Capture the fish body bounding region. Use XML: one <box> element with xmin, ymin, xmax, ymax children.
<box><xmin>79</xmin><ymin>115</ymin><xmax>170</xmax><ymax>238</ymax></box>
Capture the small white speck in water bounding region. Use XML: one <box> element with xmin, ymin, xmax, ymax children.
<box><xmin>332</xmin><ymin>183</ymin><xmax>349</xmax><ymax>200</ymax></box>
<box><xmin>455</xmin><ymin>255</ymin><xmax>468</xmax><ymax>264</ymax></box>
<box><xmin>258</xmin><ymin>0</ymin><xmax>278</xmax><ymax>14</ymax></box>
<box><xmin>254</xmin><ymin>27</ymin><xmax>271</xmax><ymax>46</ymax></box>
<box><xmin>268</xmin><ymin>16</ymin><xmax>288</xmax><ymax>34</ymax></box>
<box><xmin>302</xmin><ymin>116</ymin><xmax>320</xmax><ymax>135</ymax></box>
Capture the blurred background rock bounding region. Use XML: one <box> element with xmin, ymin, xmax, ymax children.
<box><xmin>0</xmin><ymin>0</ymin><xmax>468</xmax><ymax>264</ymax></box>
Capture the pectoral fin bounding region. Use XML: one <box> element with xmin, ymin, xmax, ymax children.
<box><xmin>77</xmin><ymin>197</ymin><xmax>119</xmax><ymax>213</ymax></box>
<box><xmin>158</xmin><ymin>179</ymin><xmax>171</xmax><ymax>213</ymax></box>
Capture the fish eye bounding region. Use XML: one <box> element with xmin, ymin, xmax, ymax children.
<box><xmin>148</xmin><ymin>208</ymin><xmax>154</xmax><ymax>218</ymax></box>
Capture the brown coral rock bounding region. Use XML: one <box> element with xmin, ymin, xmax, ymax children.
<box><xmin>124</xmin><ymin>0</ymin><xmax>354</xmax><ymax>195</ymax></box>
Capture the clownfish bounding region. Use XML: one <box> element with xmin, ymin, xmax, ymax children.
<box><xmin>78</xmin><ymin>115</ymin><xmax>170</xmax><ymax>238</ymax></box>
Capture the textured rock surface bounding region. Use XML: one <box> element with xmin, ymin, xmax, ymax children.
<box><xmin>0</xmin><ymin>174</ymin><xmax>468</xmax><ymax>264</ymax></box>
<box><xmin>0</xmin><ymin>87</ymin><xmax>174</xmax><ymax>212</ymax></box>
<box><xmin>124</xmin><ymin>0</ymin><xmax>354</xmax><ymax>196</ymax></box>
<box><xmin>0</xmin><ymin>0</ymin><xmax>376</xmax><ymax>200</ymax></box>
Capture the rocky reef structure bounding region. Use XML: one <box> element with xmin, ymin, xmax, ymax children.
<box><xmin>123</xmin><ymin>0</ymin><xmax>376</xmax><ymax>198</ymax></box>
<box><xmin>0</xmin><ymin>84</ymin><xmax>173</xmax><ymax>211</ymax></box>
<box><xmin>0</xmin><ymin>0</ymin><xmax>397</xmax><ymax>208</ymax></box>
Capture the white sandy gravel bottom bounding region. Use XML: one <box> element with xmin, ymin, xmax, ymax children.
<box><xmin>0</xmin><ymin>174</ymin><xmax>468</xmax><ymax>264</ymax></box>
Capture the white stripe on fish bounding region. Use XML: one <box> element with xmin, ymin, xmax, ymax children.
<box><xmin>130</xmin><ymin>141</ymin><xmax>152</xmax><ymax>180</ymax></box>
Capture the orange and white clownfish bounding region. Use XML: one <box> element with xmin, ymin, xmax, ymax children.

□ □ □ □

Retype all of the material, keeping each line exact.

Capture the fish body bounding region. Use XML: one <box> element with xmin, ymin, xmax, ymax children.
<box><xmin>79</xmin><ymin>115</ymin><xmax>170</xmax><ymax>238</ymax></box>
Capture the small white speck in water bounding region. Use XML: one <box> element with xmin, ymin, xmax, ymax children.
<box><xmin>332</xmin><ymin>183</ymin><xmax>349</xmax><ymax>200</ymax></box>
<box><xmin>455</xmin><ymin>255</ymin><xmax>468</xmax><ymax>264</ymax></box>
<box><xmin>258</xmin><ymin>0</ymin><xmax>278</xmax><ymax>14</ymax></box>
<box><xmin>254</xmin><ymin>27</ymin><xmax>271</xmax><ymax>46</ymax></box>
<box><xmin>268</xmin><ymin>16</ymin><xmax>288</xmax><ymax>34</ymax></box>
<box><xmin>302</xmin><ymin>116</ymin><xmax>320</xmax><ymax>135</ymax></box>
Capture the blurred background rock bounding region. Use XML: one <box> element with xmin, ymin, xmax, ymax children.
<box><xmin>0</xmin><ymin>0</ymin><xmax>468</xmax><ymax>264</ymax></box>
Capture the pectoral fin bounding region. Use XML: one <box> element with xmin, ymin, xmax, ymax children.
<box><xmin>77</xmin><ymin>197</ymin><xmax>119</xmax><ymax>213</ymax></box>
<box><xmin>158</xmin><ymin>179</ymin><xmax>171</xmax><ymax>213</ymax></box>
Capture the fish eye bounding region. Use XML: one <box> element with xmin, ymin, xmax, ymax children.
<box><xmin>148</xmin><ymin>208</ymin><xmax>154</xmax><ymax>218</ymax></box>
Capture the brown coral rock bounding region. Use XML: one <box> element with xmin, ymin, xmax, ymax children.
<box><xmin>124</xmin><ymin>0</ymin><xmax>354</xmax><ymax>195</ymax></box>
Capture the clownfish bounding region. Use XML: one <box> element with xmin, ymin, xmax, ymax children.
<box><xmin>78</xmin><ymin>115</ymin><xmax>170</xmax><ymax>238</ymax></box>
Capture the textured rock surface bounding region. Use XML: one <box> element with xmin, ymin, xmax, ymax children.
<box><xmin>0</xmin><ymin>174</ymin><xmax>468</xmax><ymax>264</ymax></box>
<box><xmin>0</xmin><ymin>87</ymin><xmax>174</xmax><ymax>212</ymax></box>
<box><xmin>124</xmin><ymin>0</ymin><xmax>354</xmax><ymax>196</ymax></box>
<box><xmin>0</xmin><ymin>0</ymin><xmax>376</xmax><ymax>200</ymax></box>
Capture the rocky reef structure bounding region. Use XML: one <box> element with xmin, ymin, xmax, ymax children.
<box><xmin>123</xmin><ymin>0</ymin><xmax>376</xmax><ymax>198</ymax></box>
<box><xmin>0</xmin><ymin>84</ymin><xmax>173</xmax><ymax>211</ymax></box>
<box><xmin>0</xmin><ymin>0</ymin><xmax>397</xmax><ymax>208</ymax></box>
Capture the white sandy gravel bottom bounding region. Use XML: one <box> element with xmin, ymin, xmax, ymax children.
<box><xmin>0</xmin><ymin>174</ymin><xmax>468</xmax><ymax>264</ymax></box>
Capture the white stripe on fish bounding region. Use XML: one <box> element with xmin, ymin, xmax, ymax children.
<box><xmin>130</xmin><ymin>141</ymin><xmax>152</xmax><ymax>180</ymax></box>
Capture the orange and white clownfish bounding region. Use XML: one <box> element with xmin, ymin, xmax, ymax children.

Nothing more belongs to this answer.